▸ **What you have to do**
Copy each line of the data below with the word "train".

▸ **The input**
====================

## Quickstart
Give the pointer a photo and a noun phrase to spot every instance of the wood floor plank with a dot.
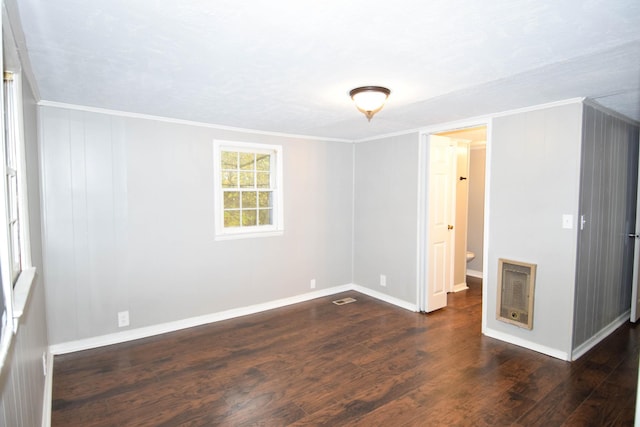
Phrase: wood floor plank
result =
(366, 363)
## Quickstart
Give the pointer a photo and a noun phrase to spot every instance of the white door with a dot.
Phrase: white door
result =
(635, 287)
(440, 224)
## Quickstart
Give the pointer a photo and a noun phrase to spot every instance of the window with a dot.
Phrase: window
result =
(16, 272)
(12, 187)
(248, 185)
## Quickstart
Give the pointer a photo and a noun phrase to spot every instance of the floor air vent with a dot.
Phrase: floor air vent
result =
(344, 301)
(515, 292)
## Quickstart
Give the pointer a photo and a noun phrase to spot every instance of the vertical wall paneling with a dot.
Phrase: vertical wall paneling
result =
(607, 201)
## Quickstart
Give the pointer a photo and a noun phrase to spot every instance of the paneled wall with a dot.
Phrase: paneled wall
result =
(608, 202)
(22, 380)
(129, 224)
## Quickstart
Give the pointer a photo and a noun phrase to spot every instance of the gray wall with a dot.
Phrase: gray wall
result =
(129, 224)
(608, 202)
(385, 203)
(475, 232)
(22, 380)
(534, 180)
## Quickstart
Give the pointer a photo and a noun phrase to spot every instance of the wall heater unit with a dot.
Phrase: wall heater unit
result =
(515, 292)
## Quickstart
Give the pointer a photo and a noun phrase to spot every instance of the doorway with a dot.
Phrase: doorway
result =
(452, 201)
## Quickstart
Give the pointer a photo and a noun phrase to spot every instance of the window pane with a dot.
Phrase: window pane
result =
(265, 216)
(232, 218)
(231, 199)
(15, 248)
(229, 179)
(247, 179)
(249, 199)
(264, 199)
(263, 162)
(264, 180)
(247, 161)
(249, 218)
(229, 160)
(13, 197)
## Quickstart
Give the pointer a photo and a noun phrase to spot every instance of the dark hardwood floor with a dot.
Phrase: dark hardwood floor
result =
(362, 364)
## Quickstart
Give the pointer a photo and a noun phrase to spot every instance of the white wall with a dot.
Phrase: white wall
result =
(385, 203)
(22, 381)
(475, 233)
(534, 180)
(129, 220)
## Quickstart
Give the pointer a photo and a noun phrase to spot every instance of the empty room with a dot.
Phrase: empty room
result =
(319, 213)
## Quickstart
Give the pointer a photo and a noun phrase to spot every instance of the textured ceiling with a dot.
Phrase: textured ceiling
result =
(288, 65)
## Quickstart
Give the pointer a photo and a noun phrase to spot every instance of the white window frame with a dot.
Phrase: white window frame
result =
(16, 282)
(275, 229)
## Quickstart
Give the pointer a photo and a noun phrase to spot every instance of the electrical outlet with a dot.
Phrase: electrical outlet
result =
(123, 319)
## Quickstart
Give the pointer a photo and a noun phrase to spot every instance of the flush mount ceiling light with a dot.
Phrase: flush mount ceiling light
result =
(369, 99)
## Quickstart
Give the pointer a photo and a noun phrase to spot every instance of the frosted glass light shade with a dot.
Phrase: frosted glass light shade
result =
(369, 99)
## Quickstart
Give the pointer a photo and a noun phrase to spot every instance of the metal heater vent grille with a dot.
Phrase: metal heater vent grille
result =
(515, 292)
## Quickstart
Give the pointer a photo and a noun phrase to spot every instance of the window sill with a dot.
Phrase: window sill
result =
(21, 293)
(251, 235)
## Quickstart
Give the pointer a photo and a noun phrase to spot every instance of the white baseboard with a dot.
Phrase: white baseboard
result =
(145, 332)
(558, 354)
(386, 298)
(602, 334)
(47, 399)
(460, 287)
(474, 273)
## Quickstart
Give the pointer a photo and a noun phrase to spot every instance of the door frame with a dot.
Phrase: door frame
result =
(423, 205)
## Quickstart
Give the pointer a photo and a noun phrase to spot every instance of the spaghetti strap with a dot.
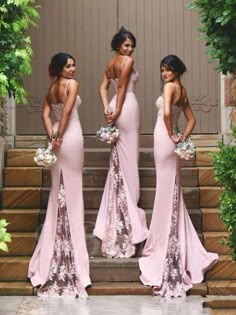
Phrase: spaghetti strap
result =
(67, 83)
(123, 63)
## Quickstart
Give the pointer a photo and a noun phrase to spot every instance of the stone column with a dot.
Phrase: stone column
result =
(228, 106)
(7, 128)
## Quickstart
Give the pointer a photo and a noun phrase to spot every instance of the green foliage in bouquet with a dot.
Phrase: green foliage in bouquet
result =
(16, 17)
(224, 164)
(218, 19)
(4, 236)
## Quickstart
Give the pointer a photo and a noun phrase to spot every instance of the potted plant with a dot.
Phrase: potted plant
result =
(15, 46)
(15, 55)
(218, 25)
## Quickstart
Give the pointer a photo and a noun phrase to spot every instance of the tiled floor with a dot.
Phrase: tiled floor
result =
(104, 305)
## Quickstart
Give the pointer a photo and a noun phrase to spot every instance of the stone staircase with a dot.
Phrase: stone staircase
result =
(24, 200)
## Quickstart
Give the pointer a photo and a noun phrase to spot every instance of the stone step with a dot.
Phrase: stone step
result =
(225, 269)
(213, 242)
(14, 268)
(96, 177)
(92, 158)
(221, 287)
(207, 176)
(21, 197)
(22, 244)
(35, 197)
(93, 196)
(210, 196)
(114, 270)
(92, 177)
(23, 176)
(220, 303)
(23, 288)
(223, 311)
(110, 270)
(202, 155)
(16, 288)
(211, 220)
(91, 216)
(31, 141)
(21, 220)
(101, 269)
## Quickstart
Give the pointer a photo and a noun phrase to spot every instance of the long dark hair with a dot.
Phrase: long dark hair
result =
(174, 63)
(120, 37)
(57, 63)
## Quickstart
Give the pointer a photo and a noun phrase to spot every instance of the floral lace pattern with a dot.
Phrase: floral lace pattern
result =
(117, 242)
(62, 277)
(173, 285)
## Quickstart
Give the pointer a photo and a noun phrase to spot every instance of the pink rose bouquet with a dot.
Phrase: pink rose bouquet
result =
(108, 134)
(45, 156)
(185, 149)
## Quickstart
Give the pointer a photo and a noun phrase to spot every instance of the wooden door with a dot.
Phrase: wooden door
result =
(84, 29)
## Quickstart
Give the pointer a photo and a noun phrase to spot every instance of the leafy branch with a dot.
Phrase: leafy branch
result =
(16, 17)
(218, 19)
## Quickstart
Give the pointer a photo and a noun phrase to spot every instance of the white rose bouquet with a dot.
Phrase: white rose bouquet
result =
(108, 134)
(185, 149)
(45, 156)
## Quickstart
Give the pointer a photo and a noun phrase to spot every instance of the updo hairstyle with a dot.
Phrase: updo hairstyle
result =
(57, 63)
(174, 63)
(120, 37)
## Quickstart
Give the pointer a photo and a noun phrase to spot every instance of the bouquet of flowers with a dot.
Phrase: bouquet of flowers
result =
(185, 149)
(45, 156)
(108, 134)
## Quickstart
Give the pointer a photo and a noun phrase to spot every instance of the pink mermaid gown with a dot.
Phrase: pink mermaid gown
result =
(173, 256)
(60, 263)
(120, 222)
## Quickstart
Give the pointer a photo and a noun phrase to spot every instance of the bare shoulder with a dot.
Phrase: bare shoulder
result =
(73, 84)
(185, 96)
(128, 60)
(169, 87)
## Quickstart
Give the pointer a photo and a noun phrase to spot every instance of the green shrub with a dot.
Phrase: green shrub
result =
(218, 19)
(224, 164)
(16, 17)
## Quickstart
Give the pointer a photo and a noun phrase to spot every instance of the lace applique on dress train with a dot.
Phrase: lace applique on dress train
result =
(63, 276)
(172, 285)
(117, 242)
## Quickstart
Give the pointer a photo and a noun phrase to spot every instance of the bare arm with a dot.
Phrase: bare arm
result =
(190, 119)
(46, 118)
(168, 95)
(123, 82)
(103, 92)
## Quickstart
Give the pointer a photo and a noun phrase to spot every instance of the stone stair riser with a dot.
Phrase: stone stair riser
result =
(207, 176)
(213, 243)
(225, 269)
(92, 177)
(224, 287)
(92, 198)
(146, 141)
(210, 197)
(91, 215)
(21, 220)
(22, 244)
(23, 176)
(211, 221)
(92, 158)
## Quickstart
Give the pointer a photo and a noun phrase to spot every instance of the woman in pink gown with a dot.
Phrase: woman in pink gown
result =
(173, 257)
(120, 222)
(60, 264)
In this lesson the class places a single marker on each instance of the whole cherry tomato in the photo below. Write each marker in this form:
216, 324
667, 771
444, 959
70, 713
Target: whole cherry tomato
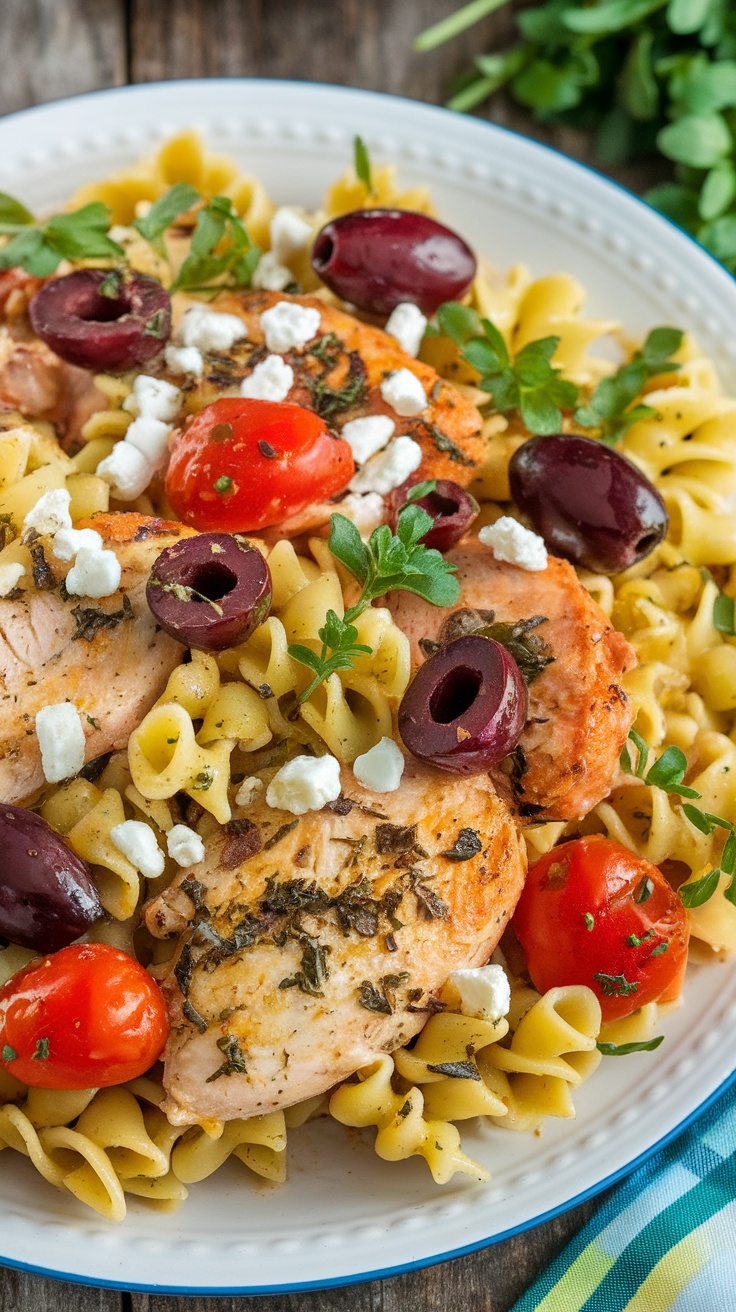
85, 1017
244, 465
594, 913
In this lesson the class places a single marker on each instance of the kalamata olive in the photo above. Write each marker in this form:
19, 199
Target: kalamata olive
46, 895
210, 592
102, 318
589, 503
465, 707
450, 505
377, 259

====================

▸ **Solved problem**
Give the pointer a photo and a noun phrase to spot every instance of the lace applique on dress train with a dot.
Phrase: lace applique on dress train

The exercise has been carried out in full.